§ Dataset extract
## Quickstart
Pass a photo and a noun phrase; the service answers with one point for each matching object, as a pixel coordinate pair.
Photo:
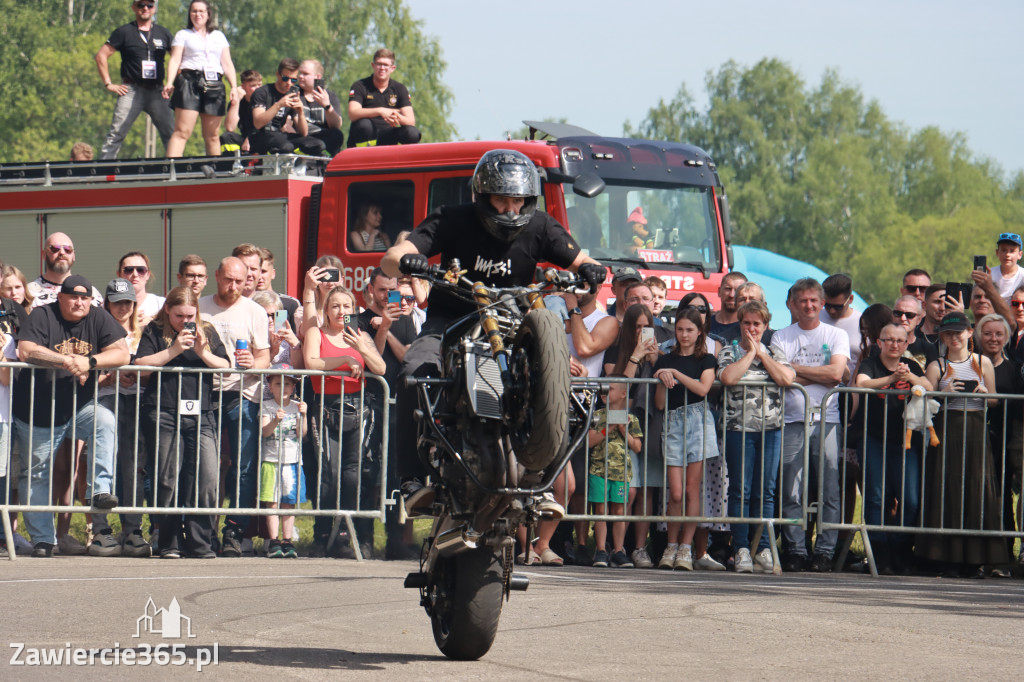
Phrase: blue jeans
(753, 466)
(244, 445)
(38, 462)
(891, 471)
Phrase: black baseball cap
(75, 283)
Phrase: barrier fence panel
(683, 473)
(195, 439)
(939, 489)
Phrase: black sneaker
(821, 563)
(42, 550)
(230, 546)
(621, 560)
(794, 563)
(104, 501)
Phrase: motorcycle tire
(540, 418)
(465, 620)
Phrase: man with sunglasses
(837, 311)
(273, 105)
(142, 44)
(381, 110)
(907, 312)
(914, 283)
(58, 254)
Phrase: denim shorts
(690, 435)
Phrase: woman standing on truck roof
(200, 56)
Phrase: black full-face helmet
(506, 173)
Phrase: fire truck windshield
(658, 226)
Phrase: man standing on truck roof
(499, 239)
(381, 110)
(58, 254)
(143, 45)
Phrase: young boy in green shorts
(609, 473)
(284, 422)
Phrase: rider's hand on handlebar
(414, 263)
(594, 273)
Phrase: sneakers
(641, 559)
(684, 559)
(821, 563)
(418, 498)
(741, 562)
(42, 551)
(668, 561)
(708, 562)
(134, 545)
(549, 508)
(620, 560)
(763, 563)
(68, 545)
(230, 546)
(104, 543)
(104, 501)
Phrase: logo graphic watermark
(168, 623)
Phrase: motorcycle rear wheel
(541, 366)
(469, 590)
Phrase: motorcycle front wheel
(468, 603)
(541, 375)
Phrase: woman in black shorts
(200, 57)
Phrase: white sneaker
(68, 545)
(684, 559)
(641, 559)
(741, 561)
(707, 562)
(668, 558)
(763, 562)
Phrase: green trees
(47, 68)
(818, 173)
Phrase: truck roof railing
(73, 172)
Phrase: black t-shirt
(153, 342)
(316, 115)
(455, 231)
(47, 328)
(885, 413)
(395, 95)
(129, 40)
(690, 366)
(404, 331)
(265, 97)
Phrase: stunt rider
(499, 238)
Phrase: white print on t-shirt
(491, 267)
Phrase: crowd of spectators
(688, 445)
(295, 114)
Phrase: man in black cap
(71, 338)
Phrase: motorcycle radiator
(483, 381)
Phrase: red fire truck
(654, 206)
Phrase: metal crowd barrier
(974, 496)
(371, 458)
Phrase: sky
(599, 64)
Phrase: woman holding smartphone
(177, 337)
(341, 417)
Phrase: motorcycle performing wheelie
(486, 387)
(496, 430)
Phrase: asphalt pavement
(324, 619)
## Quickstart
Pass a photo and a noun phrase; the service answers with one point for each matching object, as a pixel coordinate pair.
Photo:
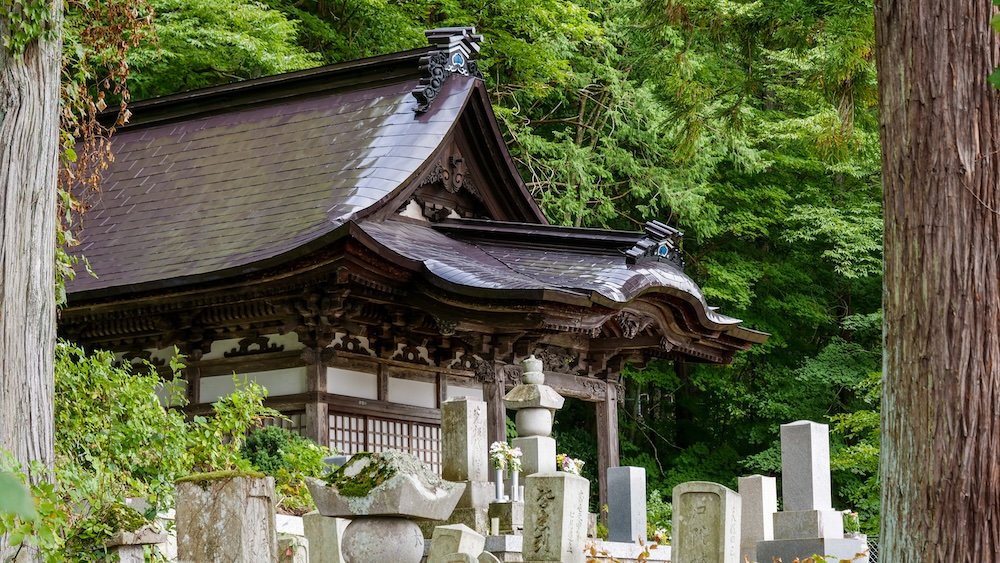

§ Given problem
Can you output the lines above as a Markdown table with the columns n and Line, numbering each row and leaving out blank lines? Keep the pictures out of it.

§ Complete output
| n | Line |
|---|---|
| 1 | ## Quickstart |
| 2 | Pass a photo and a noun phrase; the service answers with one point for each matching object, as a pixel coordinate pair. |
| 3 | Photo: |
| 4 | Phrase: blue jeans |
| 5 | (753, 466) |
| 6 | (244, 445) |
| 7 | (38, 462) |
| 8 | (891, 471) |
| 9 | Phrase: black baseball cap |
| 10 | (75, 283) |
| 11 | Phrase: barrier fence panel |
| 12 | (683, 473) |
| 13 | (195, 439) |
| 14 | (939, 489) |
| 15 | Phrase: black sneaker |
| 16 | (821, 563) |
| 17 | (42, 550) |
| 18 | (230, 546) |
| 19 | (621, 560) |
| 20 | (794, 563) |
| 21 | (104, 501) |
| 22 | Phrase: motorcycle tire |
| 23 | (540, 418) |
| 24 | (465, 620) |
| 25 | Phrase: man with sunglasses |
| 26 | (837, 311) |
| 27 | (273, 105) |
| 28 | (142, 44) |
| 29 | (381, 110) |
| 30 | (907, 312) |
| 31 | (914, 283) |
| 32 | (58, 254) |
| 33 | Phrase: denim shorts |
| 34 | (690, 435) |
| 35 | Phrase: woman standing on truck roof |
| 36 | (200, 56) |
| 37 | Phrase: black full-face helmet |
| 38 | (506, 173) |
| 39 | Phrase: fire truck windshield |
| 40 | (658, 226) |
| 41 | Phrase: man standing on truck roof |
| 42 | (499, 239) |
| 43 | (381, 110) |
| 44 | (58, 254) |
| 45 | (143, 45) |
| 46 | Phrase: young boy in green shorts |
| 47 | (609, 473) |
| 48 | (284, 422) |
| 49 | Phrase: rider's hand on handlebar |
| 50 | (414, 263) |
| 51 | (594, 273) |
| 52 | Phrase: sneakers |
| 53 | (641, 559) |
| 54 | (684, 559) |
| 55 | (821, 563) |
| 56 | (418, 498) |
| 57 | (741, 562) |
| 58 | (42, 551) |
| 59 | (668, 561) |
| 60 | (708, 562) |
| 61 | (134, 545) |
| 62 | (549, 508) |
| 63 | (620, 560) |
| 64 | (763, 563) |
| 65 | (68, 545) |
| 66 | (230, 546) |
| 67 | (104, 543) |
| 68 | (104, 501) |
| 69 | Phrase: logo graphic watermark |
| 70 | (168, 623) |
| 71 | Phrase: motorcycle rear wheel |
| 72 | (541, 366) |
| 73 | (469, 590) |
| 74 | Phrase: motorcycle front wheel |
| 75 | (468, 603) |
| 76 | (541, 375) |
| 77 | Phrase: woman in black shorts |
| 78 | (200, 57) |
| 79 | Phrase: white sneaker |
| 80 | (68, 545) |
| 81 | (684, 559) |
| 82 | (641, 559) |
| 83 | (741, 561) |
| 84 | (707, 562) |
| 85 | (668, 558) |
| 86 | (763, 562) |
| 87 | Phrase: green trees |
| 88 | (47, 68) |
| 89 | (818, 173) |
| 90 | Phrase: truck roof railing |
| 91 | (73, 172) |
| 92 | Phrase: black t-shirt |
| 93 | (153, 342) |
| 94 | (316, 115) |
| 95 | (455, 231) |
| 96 | (47, 328) |
| 97 | (885, 413) |
| 98 | (395, 95) |
| 99 | (129, 40) |
| 100 | (690, 366) |
| 101 | (404, 331) |
| 102 | (265, 97) |
| 103 | Phrase: stunt rider |
| 104 | (499, 238) |
| 105 | Phrase: white print on t-shirt |
| 106 | (491, 267) |
| 107 | Phrase: crowd of spectators |
| 108 | (688, 445) |
| 109 | (295, 114) |
| 110 | Phrase: man in black cap |
| 111 | (71, 338) |
| 112 | Phrase: motorcycle radiator |
| 113 | (483, 381) |
| 114 | Phrase: red fire truck |
| 115 | (654, 206) |
| 116 | Phrase: metal crowd barrier |
| 117 | (974, 496) |
| 118 | (371, 458) |
| 119 | Phrase: sky |
| 120 | (599, 64) |
| 121 | Phrase: woman holding smartphone |
| 122 | (177, 337) |
| 123 | (341, 417) |
| 124 | Phrase: motorcycle performing wheelie |
| 125 | (486, 387) |
| 126 | (496, 430) |
| 127 | Phrase: asphalt pavement |
| 128 | (324, 619) |
| 129 | ## Quickstart |
| 130 | Pass a photo and a noun phrase; the service answers with one point for each matching object, as a pixel coordinate pair. |
| 131 | Photo: |